Texte à lire:
★ ★ ★ ★
[880, 1er décembre – 881, avant le 6 septembre.].

Carloman, à la prière de Hugues l'Abbé, de l'abbé et archichancelier (protocancellarius) Vulfardus et du comte Guy, donne en toute propriété à son chapelain Hervé (Arveus) le manse seigneurial de la « villa » d'Ormoy, comportant, avec une chapelle dédiée à saint Martin, une vigne de trois bonniers et un arpent, cinq bonniers de prés, onze bonniers de bois, trente-deux bonniers et demi de terres arables en quatre lieux, ainsi que cinq autres manses de la même « villa » et un certain nombre de familles serviles.

Référence : Félix Grat, Jacques de Font-Réaulx, Georges Tessier et Robert-Henri Bautier (éd.), Recueil des Actes de Louis II le Bègue, Louis III et Carloman II, rois de France (877-884), Paris, 1978, no61.

A. Original perdu.

B. Copie de l'année 1266, dans le Grand cartulaire de Saint-Germain d'Auxerre, Bibliothèque d'Auxerre, ms. 161 (anc. 142), fol. 28, Carte regum, n° XIV, sous la rubrique : « Karlomagnus de quibusdam rebus datis cuidam capellano nomine Arveo. XIIII ».

C. Copie du xviie s., collationnée le 4 mai 1670 par Noël Damy, notaire de l'officialité, Archives de l'Yonne, H 1010, p. 23, d'après B.

D. Copie du xviie s., par Dom Viole, Mémoires sur l'histoire du diocèse d'Auxerre, t. III, Historia abbatum Sancti Germani Autissiodorensis, Bibliothèque d'Auxerre, ms. 154 (anc. 138), p. 74, d'après B.

E. Copie du xviie s., Bibliothèque nationale, Collection Clairambault, vol. 994, fol. 301 d'après B.

F. Copie du xviiie siècle par Dom Pérard, Bibliothèque nationale, Collection de Bourgogne, vol. 69, fol. 37 v°, d'après B.

a. Quantin, Cartulaire général de l'Yonne, t. I, p. 107, n° LVI, d'après B.

Indiqué : Grat, Catalogue, n° 50.

Indiqué : A. Déléage, La vie rurale en Bourgogne jusqu'au début du XIe siècle, passim, mais surtout p. 411, 433, n. 2, 436, 465, 469, 479.

Le protocole final de ce diplôme, comme celui de bien d'autres actes, n'a pas été transcrit par le copiste du Grand cartulaire de Saint-Germain d'Auxerre, source unique de la tradition. Grâce à la mention de l'« archichancelier » Vulfardus, présenté comme intercesseur aux côtés de Hugues l'Abbé, on peut être assuré que l'acte a été expédié avant la mort du premier, décédé le 6 septembre 881. Il aurait pu l'être dès la fin de 880 puisque Vulfardus accéda à l'archichancellariat entre le 30 novembre 880 et le 12 janvier 881. Voir introduction, p. lxviii.
★ ★ ★ ★
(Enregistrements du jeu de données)
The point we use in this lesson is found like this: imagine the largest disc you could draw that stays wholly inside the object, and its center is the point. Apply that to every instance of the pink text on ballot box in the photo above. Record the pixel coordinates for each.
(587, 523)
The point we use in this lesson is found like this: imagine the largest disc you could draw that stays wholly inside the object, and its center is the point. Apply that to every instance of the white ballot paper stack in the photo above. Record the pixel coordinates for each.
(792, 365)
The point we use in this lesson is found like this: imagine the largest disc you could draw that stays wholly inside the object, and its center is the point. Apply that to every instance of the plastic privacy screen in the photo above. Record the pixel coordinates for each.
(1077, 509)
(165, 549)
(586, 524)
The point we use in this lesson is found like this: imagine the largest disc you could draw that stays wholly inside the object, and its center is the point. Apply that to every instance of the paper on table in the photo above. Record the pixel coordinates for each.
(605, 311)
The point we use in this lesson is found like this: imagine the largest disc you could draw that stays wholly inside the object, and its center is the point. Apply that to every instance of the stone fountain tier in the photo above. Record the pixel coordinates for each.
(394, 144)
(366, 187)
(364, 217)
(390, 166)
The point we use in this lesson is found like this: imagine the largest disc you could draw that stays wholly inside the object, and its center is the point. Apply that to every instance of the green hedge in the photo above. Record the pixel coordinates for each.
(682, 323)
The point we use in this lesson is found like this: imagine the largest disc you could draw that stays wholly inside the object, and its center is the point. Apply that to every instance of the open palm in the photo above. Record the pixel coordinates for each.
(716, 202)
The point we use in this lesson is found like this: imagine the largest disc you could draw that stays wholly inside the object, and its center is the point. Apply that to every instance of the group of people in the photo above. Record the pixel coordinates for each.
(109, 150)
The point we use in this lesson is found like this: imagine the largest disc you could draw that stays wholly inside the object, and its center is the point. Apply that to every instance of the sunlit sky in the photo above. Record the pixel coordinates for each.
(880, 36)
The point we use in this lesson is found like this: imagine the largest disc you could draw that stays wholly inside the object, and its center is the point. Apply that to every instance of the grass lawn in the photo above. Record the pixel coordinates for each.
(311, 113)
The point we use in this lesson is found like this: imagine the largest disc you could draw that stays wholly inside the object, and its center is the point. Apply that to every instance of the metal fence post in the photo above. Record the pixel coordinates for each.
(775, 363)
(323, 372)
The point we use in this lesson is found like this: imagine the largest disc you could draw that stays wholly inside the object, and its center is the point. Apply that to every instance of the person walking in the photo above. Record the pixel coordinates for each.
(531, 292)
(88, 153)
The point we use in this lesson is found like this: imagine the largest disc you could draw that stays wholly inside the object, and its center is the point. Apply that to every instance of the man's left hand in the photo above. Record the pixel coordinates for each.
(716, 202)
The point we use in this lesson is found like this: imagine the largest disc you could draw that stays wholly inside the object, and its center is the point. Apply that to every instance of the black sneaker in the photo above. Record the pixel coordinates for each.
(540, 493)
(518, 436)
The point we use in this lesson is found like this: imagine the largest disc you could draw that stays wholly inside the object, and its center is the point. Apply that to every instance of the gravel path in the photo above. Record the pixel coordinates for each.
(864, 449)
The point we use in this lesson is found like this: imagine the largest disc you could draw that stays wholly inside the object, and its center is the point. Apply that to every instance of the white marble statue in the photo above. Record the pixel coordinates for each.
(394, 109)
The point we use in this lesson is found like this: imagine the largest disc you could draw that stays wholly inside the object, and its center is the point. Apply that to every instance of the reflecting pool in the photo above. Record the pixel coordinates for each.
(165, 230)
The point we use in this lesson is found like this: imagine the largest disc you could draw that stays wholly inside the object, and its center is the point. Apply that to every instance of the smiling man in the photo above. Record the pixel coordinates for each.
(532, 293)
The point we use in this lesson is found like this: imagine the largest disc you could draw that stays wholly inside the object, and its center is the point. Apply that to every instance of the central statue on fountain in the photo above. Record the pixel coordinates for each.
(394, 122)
★ ★ ★ ★
Tâches à accomplir:
1 - Traduisez en anglais cette phrase de la notice sur le diplôme de Carloman : « Le protocole final de ce diplôme, comme celui de bien d'autres actes, n'a pas été transcrit par le copiste du Grand cartulaire de Saint-Germain d'Auxerre, source unique de la tradition. »
2 - Dans la notice sur le diplôme de Carloman, reprenez le passage qui s'ouvre sur les mots contenant « C. Copie du » et se clôt sur « Catalogue, n° 50. », en substituant « Bibliothèque nationale de France » à « Bibliothèque nationale ».
3 - Poursuivez la notice sur le diplôme de Carloman à partir de sa dernière phrase.

Réponses par tâche:
1 - The final protocol of this diploma, like that of many other acts, was not transcribed by the copyist of the Great Cartulary of Saint-Germain d'Auxerre, the sole source of the tradition.

2 -
C. Copie du xviie s., collationnée le 4 mai 1670 par Noël Damy, notaire de l'officialité, Archives de l'Yonne, H 1010, p. 23, d'après B.

D. Copie du xviie s., par Dom Viole, Mémoires sur l'histoire du diocèse d'Auxerre, t. III, Historia abbatum Sancti Germani Autissiodorensis, Bibliothèque d'Auxerre, ms. 154 (anc. 138), p. 74, d'après B.

E. Copie du xviie s., Bibliothèque nationale de France, Collection Clairambault, vol. 994, fol. 301 d'après B.

F. Copie du xviiie siècle par Dom Pérard, Bibliothèque nationale de France, Collection de Bourgogne, vol. 69, fol. 37 v°, d'après B.

a. Quantin, Cartulaire général de l'Yonne, t. I, p. 107, n° LVI, d'après B.

Indiqué : Grat, Catalogue, n° 50.

3 -
Qui est Hervé, chapelain du roi ? Nous ne pouvons exprimer qu'une hypothèse à son sujet : il pourrait s'agir du futur notaire chancelier d'Eudes et de Charles le Simple. C'est en effet, à côté de l'archichapelain, l'archichancelier lui-même qui intervient ici en sa faveur. Or on connaît les liens entre la chapelle et la chancellerie dans les autres royaumes issus du démembrement de l'empire carolingien. Il est fort possible qu'en qualité de chapelain il ait travaillé à la chancellerie avant même sa nomination officielle de 894. Celle-ci a coïncidé avec l'entrée en fonctions comme archichancelier de l'archevêque de Sens Gautier, or la « villa » d'Ormoy qui est concédée à Hervé par ce diplôme, était précisément située en Sénonais (fait confirmé par d'autres documents du chartrier de Saint-Germain-d'Auxerre). Nous pouvons également noter que le comte Gui (sans doute le comte du Palais) intervient en sa faveur ; or la mère d'Hervé (c'est Flodoard qui nous en informe : Historia ecclesiae Remensis, l. IV, cap. 11 ; éd. M.G.H., SS., t. XIII, p. 475) était sœur du comte Hucbaldus, lequel épousa Gisèle, fille d'Évrard de Frioul ; il était donc cousin de Gui de Spolète. Si notre hypothèse est juste, le chapelain Hervé serait donc le futur archevêque de Reims de 900 à 922 et le plus puissant soutien de Charles le Simple, le dernier frère du roi Carloman à la chapelle de qui il aurait servi dans sa jeunesse.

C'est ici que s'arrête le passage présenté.